_Work instructions_: Copy out the data starting at the line containing "Please complete this annotation. The target class is toilet" and ending at the end of the data, swapping "ceiling vent" for "air vent" and leaving everything else the same.

>> Start Provided information

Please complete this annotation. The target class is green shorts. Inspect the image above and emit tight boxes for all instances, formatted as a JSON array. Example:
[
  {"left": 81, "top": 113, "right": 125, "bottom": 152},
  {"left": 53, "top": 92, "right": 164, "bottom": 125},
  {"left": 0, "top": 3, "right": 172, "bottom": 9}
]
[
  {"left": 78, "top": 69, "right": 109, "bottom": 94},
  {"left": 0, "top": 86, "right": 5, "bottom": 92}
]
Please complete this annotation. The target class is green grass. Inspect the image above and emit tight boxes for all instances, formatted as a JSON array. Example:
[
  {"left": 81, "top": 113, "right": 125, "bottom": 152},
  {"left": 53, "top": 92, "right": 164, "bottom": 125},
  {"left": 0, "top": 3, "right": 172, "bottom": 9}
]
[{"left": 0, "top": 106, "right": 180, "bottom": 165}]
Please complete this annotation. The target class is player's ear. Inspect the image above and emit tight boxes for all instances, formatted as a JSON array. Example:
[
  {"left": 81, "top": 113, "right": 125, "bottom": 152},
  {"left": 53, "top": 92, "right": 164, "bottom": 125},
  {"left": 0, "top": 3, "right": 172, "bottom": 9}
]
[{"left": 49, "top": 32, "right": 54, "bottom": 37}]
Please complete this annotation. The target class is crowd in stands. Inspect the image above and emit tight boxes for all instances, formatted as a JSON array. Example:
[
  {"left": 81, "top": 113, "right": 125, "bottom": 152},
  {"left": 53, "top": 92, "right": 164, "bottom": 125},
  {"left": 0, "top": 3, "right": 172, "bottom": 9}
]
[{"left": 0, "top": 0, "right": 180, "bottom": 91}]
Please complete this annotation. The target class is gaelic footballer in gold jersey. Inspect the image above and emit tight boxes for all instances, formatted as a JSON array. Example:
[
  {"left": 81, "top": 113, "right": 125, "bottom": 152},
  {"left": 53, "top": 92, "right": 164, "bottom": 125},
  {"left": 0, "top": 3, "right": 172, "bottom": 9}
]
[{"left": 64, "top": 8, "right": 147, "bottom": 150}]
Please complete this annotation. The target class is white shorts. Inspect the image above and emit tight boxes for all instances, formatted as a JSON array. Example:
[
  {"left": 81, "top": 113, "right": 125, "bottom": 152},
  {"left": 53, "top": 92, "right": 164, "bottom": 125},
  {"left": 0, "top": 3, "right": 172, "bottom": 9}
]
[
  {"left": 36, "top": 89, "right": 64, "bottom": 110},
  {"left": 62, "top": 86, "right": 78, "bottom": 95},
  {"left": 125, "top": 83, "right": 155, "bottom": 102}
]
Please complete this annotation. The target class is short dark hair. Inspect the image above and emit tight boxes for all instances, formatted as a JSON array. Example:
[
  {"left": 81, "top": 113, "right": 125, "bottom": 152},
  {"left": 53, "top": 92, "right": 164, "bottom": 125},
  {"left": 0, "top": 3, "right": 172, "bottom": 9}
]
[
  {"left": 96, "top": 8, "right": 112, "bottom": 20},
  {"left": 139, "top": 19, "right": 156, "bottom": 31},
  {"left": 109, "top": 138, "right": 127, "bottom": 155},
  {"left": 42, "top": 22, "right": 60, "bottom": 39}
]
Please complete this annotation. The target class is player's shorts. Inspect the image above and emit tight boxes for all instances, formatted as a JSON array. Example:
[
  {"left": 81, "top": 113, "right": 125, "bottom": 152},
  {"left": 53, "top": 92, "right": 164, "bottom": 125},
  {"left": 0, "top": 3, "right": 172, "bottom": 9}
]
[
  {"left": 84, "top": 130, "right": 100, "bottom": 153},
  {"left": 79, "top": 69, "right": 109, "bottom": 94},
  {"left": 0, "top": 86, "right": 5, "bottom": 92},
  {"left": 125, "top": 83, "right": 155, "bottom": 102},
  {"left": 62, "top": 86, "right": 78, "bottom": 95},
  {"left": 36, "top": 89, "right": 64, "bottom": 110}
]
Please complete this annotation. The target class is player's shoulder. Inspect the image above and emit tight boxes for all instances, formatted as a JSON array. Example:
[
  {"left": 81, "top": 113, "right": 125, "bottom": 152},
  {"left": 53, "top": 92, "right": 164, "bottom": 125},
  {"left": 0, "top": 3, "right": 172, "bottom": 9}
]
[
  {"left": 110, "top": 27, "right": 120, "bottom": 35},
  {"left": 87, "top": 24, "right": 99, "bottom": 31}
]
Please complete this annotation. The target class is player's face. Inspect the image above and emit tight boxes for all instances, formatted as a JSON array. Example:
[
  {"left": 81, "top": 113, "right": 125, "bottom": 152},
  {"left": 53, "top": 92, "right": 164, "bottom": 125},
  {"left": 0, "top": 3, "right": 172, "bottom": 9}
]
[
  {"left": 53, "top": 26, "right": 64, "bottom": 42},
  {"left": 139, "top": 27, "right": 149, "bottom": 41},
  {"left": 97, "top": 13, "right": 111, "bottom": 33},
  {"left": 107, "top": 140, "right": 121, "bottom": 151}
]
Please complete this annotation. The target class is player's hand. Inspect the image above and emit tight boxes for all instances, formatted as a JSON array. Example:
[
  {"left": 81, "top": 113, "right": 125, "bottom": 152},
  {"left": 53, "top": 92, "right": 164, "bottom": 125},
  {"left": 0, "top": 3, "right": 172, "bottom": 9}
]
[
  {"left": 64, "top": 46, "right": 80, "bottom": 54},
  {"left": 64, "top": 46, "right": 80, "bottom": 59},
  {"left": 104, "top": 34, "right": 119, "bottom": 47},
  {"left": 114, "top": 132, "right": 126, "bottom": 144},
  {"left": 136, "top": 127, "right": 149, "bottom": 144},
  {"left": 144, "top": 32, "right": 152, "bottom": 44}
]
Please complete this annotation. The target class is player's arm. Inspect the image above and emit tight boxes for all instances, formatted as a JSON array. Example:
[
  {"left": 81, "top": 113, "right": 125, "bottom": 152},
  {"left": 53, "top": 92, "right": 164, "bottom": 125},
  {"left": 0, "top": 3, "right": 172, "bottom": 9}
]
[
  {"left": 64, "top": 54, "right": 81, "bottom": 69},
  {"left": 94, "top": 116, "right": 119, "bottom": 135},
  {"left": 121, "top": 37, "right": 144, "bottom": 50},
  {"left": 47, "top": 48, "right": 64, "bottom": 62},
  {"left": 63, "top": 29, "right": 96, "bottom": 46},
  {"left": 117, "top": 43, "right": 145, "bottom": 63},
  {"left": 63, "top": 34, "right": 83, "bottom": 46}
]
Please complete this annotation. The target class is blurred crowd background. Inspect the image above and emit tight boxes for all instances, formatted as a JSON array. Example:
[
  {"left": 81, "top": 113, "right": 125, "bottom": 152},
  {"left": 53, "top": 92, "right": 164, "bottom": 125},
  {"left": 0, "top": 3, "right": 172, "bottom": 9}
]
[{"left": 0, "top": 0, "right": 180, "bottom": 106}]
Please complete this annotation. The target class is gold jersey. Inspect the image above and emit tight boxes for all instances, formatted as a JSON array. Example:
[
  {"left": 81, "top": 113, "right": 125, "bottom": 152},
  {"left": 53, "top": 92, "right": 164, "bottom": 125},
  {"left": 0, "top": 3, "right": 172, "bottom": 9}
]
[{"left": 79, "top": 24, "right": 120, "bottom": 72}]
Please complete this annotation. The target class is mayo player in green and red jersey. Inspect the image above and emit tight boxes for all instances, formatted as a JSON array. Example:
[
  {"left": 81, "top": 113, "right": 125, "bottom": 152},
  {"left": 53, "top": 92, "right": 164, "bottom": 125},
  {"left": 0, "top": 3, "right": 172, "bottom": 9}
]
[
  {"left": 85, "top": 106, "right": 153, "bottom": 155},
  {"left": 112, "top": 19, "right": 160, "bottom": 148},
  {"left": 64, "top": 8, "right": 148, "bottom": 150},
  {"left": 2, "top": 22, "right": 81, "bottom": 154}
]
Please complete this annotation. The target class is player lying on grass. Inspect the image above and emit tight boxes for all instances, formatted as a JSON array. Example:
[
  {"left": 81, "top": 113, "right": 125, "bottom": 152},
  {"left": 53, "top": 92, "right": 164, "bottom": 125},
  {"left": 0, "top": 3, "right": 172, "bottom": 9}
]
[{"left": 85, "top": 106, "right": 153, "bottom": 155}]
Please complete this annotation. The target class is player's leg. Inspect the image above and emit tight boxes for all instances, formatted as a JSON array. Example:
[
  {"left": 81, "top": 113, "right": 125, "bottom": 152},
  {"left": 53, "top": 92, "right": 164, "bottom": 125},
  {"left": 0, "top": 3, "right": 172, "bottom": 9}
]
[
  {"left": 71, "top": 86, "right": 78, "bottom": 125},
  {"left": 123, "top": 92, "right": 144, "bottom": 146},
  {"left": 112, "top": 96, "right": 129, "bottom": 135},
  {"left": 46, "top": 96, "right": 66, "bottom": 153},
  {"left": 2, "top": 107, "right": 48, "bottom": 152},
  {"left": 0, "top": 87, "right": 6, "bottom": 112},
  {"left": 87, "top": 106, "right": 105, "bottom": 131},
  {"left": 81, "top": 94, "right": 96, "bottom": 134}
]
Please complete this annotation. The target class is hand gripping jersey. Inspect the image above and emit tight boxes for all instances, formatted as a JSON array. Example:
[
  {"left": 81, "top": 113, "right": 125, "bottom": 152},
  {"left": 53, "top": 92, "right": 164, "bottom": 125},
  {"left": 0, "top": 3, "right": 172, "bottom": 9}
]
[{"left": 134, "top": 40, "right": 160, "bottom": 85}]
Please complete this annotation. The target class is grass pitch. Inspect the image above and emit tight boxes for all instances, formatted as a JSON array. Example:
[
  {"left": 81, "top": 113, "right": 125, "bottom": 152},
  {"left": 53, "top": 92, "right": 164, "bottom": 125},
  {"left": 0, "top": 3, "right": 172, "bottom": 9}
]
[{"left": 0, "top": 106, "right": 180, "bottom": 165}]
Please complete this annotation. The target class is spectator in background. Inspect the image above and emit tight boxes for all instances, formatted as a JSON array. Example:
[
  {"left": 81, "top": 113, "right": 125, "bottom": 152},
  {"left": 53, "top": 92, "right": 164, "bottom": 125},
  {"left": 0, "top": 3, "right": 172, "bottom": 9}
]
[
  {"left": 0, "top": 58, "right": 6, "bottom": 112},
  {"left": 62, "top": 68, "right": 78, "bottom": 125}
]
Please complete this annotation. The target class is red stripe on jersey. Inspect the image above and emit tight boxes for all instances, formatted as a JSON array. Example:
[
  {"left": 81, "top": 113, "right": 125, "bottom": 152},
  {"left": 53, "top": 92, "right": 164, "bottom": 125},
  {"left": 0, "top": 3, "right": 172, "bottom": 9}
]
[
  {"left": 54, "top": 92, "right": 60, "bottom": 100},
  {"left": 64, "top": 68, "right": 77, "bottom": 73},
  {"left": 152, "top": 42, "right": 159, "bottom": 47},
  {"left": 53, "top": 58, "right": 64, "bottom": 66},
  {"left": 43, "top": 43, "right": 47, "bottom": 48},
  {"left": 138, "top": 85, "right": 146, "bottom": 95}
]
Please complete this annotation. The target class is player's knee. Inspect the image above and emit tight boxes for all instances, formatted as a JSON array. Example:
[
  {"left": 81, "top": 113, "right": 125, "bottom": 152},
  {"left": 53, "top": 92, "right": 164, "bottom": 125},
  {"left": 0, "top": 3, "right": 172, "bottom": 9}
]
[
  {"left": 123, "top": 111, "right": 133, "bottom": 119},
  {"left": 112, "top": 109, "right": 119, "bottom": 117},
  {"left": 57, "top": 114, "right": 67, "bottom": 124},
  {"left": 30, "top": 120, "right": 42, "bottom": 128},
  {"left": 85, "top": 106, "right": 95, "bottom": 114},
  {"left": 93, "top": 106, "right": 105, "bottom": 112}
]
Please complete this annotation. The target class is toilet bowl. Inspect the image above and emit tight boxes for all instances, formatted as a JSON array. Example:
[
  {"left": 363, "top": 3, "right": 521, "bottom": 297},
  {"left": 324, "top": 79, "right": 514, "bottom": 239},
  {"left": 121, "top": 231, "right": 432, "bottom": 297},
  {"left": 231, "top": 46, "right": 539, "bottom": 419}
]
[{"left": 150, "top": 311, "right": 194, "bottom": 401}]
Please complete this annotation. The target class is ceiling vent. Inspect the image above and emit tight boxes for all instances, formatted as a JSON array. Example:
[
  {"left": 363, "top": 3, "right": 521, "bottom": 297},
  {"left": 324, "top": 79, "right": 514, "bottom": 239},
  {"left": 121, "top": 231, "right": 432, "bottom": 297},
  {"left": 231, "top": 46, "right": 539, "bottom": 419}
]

>> End Provided information

_Solved problem_:
Please complete this annotation. The target class is toilet bowl. Inspect the image above and emit tight boxes for all instances, formatted as a JSON array. Example:
[
  {"left": 363, "top": 3, "right": 521, "bottom": 297},
  {"left": 324, "top": 79, "right": 514, "bottom": 239},
  {"left": 121, "top": 231, "right": 432, "bottom": 297},
  {"left": 231, "top": 46, "right": 539, "bottom": 419}
]
[{"left": 150, "top": 311, "right": 194, "bottom": 401}]
Please complete this annotation. The target class is air vent. Inspect the image above and emit tight boxes for all instances, formatted as a JSON array. Example:
[
  {"left": 363, "top": 3, "right": 521, "bottom": 297},
  {"left": 324, "top": 79, "right": 514, "bottom": 239},
  {"left": 121, "top": 231, "right": 432, "bottom": 297},
  {"left": 231, "top": 46, "right": 539, "bottom": 419}
]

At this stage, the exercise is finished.